» AIM OF THE EXERCISE: Go over the data and keep only the lines that include "horse".

» DATA RECORDS:

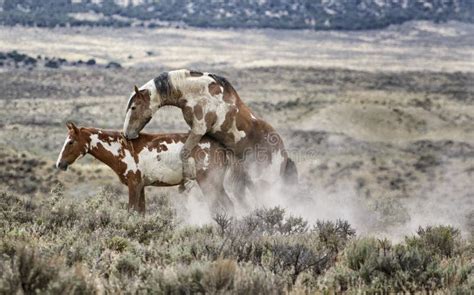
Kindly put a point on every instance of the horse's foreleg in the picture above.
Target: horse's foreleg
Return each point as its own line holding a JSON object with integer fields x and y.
{"x": 141, "y": 201}
{"x": 189, "y": 167}
{"x": 134, "y": 191}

» RESPONSE FOR THIS EXERCISE:
Kindly put a point on every instance of the horse's foreleg in the picture above.
Target: horse's foreleg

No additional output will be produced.